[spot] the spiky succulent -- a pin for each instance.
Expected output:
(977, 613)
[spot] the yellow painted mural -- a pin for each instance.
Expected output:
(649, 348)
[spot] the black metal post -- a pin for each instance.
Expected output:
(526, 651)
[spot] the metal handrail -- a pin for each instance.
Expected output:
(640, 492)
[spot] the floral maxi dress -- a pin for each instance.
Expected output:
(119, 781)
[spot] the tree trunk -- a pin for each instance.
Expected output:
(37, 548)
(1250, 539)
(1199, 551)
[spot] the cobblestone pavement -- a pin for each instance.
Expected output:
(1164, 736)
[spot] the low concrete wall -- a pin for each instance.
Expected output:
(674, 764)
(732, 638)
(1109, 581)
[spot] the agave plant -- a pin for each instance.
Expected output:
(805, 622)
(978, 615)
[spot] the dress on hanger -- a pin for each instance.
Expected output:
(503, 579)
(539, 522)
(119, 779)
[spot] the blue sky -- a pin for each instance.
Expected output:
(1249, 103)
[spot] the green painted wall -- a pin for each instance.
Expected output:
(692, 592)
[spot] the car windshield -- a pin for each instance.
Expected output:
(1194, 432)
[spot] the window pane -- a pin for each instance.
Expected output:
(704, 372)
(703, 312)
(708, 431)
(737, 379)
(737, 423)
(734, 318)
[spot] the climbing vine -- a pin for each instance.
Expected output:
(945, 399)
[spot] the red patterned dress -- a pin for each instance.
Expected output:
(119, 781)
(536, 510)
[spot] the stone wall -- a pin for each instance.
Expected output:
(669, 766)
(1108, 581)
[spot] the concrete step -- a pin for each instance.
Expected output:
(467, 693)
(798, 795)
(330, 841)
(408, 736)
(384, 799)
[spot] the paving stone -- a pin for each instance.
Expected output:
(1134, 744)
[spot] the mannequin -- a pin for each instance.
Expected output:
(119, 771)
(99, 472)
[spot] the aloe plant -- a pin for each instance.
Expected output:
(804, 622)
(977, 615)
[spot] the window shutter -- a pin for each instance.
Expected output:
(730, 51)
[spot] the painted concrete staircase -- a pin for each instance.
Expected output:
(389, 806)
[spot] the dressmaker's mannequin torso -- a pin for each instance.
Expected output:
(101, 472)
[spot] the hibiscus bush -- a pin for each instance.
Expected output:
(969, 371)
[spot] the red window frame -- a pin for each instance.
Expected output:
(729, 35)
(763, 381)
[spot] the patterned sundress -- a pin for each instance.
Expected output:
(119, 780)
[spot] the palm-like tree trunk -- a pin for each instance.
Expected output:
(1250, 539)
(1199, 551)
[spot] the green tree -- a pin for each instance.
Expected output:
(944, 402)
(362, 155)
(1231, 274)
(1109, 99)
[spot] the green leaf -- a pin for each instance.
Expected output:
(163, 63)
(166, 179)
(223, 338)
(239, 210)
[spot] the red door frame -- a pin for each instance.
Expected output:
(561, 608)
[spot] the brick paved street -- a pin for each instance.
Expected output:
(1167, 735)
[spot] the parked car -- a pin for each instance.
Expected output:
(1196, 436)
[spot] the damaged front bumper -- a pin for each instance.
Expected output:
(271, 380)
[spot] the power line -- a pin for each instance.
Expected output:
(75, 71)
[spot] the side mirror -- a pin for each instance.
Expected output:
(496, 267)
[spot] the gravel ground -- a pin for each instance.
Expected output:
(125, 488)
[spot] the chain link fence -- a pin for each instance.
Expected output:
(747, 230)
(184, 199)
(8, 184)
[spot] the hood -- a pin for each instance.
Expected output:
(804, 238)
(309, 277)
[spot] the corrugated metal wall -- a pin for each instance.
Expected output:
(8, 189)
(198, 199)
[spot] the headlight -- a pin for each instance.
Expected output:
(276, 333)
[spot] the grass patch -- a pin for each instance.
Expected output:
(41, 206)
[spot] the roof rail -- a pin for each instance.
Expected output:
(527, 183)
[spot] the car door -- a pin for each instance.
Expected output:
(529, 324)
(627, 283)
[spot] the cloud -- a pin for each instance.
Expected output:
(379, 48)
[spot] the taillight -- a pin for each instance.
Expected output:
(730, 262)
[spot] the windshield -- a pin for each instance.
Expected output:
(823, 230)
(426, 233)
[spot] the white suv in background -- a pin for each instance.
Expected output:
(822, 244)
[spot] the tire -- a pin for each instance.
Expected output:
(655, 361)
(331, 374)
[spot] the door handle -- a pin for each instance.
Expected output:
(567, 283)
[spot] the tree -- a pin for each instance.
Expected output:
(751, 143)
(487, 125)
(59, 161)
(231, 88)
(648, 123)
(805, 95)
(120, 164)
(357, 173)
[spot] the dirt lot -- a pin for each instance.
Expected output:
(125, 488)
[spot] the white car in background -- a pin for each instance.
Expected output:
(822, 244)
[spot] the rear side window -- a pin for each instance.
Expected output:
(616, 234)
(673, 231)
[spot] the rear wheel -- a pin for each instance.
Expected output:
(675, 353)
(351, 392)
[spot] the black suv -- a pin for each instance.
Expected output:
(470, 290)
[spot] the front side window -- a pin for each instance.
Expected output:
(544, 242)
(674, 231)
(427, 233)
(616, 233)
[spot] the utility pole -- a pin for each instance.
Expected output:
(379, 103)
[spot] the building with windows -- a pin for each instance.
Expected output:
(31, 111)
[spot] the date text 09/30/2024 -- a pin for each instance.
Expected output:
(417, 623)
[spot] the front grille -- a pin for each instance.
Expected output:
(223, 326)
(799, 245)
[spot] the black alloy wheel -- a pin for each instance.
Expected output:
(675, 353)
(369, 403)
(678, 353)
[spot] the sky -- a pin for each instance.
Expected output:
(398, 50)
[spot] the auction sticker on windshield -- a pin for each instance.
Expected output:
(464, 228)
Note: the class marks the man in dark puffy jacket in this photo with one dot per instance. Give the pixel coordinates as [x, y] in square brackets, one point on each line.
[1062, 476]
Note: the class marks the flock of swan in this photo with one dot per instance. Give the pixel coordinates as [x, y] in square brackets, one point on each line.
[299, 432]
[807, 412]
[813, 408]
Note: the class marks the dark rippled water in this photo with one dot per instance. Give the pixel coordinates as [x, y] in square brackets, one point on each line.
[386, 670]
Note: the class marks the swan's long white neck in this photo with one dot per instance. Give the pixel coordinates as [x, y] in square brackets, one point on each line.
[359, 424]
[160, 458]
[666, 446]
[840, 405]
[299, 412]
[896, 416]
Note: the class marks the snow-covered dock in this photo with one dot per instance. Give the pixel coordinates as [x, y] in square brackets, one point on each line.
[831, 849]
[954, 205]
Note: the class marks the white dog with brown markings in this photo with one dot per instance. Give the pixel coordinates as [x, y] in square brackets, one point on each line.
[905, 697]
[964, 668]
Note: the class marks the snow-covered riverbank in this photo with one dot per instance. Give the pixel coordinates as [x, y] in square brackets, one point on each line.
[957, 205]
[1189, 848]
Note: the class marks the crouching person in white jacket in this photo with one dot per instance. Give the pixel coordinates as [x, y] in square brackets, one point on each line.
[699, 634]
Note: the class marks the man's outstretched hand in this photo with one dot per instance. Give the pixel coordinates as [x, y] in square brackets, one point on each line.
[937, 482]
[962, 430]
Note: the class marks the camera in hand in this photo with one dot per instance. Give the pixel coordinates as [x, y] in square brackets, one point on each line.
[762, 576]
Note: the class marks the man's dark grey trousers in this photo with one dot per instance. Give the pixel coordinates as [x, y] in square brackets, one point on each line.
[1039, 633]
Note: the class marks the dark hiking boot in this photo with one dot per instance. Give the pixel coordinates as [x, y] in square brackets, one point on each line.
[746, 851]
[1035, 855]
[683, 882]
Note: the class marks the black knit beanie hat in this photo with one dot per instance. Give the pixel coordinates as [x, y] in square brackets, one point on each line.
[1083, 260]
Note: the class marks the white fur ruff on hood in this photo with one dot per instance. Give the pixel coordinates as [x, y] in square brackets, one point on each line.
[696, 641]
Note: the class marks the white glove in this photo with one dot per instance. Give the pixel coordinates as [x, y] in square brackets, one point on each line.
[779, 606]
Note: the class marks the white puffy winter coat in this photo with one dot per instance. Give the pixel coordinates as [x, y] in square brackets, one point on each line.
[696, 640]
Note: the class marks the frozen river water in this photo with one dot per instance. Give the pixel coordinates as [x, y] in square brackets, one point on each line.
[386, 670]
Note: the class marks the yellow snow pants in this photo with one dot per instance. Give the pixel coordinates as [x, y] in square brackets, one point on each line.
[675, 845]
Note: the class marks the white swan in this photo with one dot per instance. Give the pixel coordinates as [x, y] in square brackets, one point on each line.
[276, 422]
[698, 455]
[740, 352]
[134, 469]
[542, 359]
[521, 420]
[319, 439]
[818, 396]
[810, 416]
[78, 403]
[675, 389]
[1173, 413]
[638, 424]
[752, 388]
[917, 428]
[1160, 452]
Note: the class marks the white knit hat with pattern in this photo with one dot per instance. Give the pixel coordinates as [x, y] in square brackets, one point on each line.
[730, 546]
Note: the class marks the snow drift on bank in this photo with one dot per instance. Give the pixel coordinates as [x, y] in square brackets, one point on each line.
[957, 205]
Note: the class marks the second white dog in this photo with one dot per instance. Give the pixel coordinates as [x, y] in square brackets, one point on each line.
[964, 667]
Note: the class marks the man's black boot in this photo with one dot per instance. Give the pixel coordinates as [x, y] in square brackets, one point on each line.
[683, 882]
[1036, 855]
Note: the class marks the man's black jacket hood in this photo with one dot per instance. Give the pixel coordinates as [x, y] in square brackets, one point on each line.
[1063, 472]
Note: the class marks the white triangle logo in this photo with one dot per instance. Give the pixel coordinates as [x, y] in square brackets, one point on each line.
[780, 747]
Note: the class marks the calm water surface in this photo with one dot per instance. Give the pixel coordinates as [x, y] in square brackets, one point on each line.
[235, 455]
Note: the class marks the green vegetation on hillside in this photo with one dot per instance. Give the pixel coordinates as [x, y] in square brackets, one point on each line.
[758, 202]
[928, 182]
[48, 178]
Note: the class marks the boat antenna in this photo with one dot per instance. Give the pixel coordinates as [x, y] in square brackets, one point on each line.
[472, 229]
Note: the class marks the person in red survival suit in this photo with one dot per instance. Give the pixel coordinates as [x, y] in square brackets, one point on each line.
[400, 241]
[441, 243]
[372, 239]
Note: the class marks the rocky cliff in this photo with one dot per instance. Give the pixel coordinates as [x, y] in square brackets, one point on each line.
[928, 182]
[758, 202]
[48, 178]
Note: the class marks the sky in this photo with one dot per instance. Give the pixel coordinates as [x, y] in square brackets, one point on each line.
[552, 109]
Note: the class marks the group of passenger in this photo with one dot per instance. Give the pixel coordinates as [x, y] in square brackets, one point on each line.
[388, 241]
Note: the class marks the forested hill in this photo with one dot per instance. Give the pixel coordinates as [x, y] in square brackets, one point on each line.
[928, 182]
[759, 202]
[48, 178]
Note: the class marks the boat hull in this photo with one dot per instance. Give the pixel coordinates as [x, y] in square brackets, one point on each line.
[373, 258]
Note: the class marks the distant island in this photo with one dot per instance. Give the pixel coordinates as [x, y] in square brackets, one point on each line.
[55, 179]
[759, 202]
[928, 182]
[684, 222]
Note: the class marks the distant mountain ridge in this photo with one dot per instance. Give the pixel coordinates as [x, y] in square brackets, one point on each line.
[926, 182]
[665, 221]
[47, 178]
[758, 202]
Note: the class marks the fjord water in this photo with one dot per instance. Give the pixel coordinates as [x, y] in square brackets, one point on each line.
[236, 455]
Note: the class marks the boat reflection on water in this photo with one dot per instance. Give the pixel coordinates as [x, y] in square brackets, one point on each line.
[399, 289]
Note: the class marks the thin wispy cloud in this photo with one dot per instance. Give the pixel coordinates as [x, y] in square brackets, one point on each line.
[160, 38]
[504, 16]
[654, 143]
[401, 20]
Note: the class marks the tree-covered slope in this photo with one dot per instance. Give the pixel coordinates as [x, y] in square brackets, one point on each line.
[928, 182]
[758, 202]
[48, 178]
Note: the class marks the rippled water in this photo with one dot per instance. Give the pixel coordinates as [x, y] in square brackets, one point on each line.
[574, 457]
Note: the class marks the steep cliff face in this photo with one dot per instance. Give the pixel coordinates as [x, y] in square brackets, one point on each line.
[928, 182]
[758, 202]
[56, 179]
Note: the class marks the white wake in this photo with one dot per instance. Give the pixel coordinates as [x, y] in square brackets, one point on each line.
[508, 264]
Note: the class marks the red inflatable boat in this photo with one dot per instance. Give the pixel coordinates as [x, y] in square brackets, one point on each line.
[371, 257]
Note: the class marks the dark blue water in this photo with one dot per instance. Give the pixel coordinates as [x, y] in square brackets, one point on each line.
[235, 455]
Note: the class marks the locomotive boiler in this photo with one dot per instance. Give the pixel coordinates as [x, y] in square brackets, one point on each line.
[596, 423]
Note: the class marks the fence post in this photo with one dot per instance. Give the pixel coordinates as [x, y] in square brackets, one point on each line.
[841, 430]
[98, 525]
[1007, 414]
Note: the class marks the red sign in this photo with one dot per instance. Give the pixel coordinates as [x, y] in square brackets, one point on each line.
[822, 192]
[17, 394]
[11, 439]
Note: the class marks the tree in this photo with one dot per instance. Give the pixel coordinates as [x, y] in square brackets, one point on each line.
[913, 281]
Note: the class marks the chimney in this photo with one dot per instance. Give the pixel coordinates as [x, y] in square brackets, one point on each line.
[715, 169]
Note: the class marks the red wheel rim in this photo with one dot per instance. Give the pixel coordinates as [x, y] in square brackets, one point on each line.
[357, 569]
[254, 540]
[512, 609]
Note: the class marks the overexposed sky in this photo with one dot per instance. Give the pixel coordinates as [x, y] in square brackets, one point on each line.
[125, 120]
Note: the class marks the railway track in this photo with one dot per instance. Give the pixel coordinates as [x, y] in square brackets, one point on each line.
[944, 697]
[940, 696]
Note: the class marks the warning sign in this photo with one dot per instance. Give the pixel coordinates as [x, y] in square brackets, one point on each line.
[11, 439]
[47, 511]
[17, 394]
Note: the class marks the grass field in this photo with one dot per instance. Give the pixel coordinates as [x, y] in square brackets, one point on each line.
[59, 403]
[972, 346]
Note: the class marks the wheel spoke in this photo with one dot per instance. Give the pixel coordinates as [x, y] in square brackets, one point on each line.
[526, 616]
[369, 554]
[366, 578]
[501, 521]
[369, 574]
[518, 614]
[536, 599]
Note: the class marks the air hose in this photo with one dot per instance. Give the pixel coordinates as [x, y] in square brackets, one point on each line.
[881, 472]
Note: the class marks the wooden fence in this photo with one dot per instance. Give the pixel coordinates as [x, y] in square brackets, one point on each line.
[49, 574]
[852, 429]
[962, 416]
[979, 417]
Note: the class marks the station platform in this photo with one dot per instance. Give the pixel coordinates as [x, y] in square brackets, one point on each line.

★ ★ ★

Keep both end lines and retype everything in the records above from the line containing "[spot] the red window" through the line containing "[spot] the dirt", exactly, with nothing else.

### SOLUTION
[spot] the red window frame -- a pin for each instance.
Expected output:
(729, 35)
(763, 381)
[spot] the patterned sundress -- a pin for each instance.
Expected output:
(119, 780)
[spot] the palm-like tree trunk -- a pin for each instance.
Expected output:
(1250, 539)
(1199, 551)
[spot] the green tree -- a pin for each instance.
Expected output:
(944, 402)
(362, 155)
(1231, 274)
(1109, 99)
[spot] the green leaf -- a pin for each instance.
Expected output:
(163, 63)
(166, 179)
(223, 338)
(239, 210)
[spot] the red door frame -- a pin for each instance.
Expected output:
(561, 608)
[spot] the brick paved street -- a pin for each instance.
Expected output:
(1167, 735)
[spot] the parked car -- a pin for each instance.
Expected output:
(1196, 436)
[spot] the damaged front bumper -- a pin for each instance.
Expected output:
(271, 380)
[spot] the power line -- a pin for each instance.
Expected output:
(75, 71)
[spot] the side mirror -- a pin for each instance.
Expected output:
(496, 267)
[spot] the gravel ground -- a pin for each instance.
Expected output:
(125, 488)
[spot] the chain link fence -- a pin for each instance.
Expected output:
(747, 230)
(184, 199)
(8, 184)
[spot] the hood -- a pin for each instance.
Expected output:
(804, 238)
(309, 277)
[spot] the corrugated metal wall -- a pin for each instance.
Expected output:
(8, 189)
(198, 199)
[spot] the headlight -- a pin for each instance.
Expected output:
(276, 333)
[spot] the grass patch -- a pin for each instance.
Expected output:
(41, 206)
[spot] the roof rail -- a pin for each instance.
Expected output:
(527, 183)
[spot] the car door -- a pin for each instance.
Expected output:
(529, 324)
(627, 283)
[spot] the cloud -- a pin for each instance.
Expected output:
(379, 48)
[spot] the taillight -- a pin for each instance.
Expected output:
(730, 262)
[spot] the windshield -- a pin for each instance.
Expected output:
(823, 230)
(426, 233)
[spot] the white suv in background -- a pin for each instance.
Expected output:
(822, 244)
[spot] the tire -- a pin for each instance.
Expected output:
(655, 361)
(331, 374)
[spot] the door handle -- a pin for each instance.
Expected output:
(567, 283)
[spot] the tree -- a pin for each instance.
Expected output:
(751, 143)
(487, 125)
(59, 161)
(231, 88)
(648, 123)
(805, 95)
(120, 164)
(357, 173)
[spot] the dirt lot -- a pin for each instance.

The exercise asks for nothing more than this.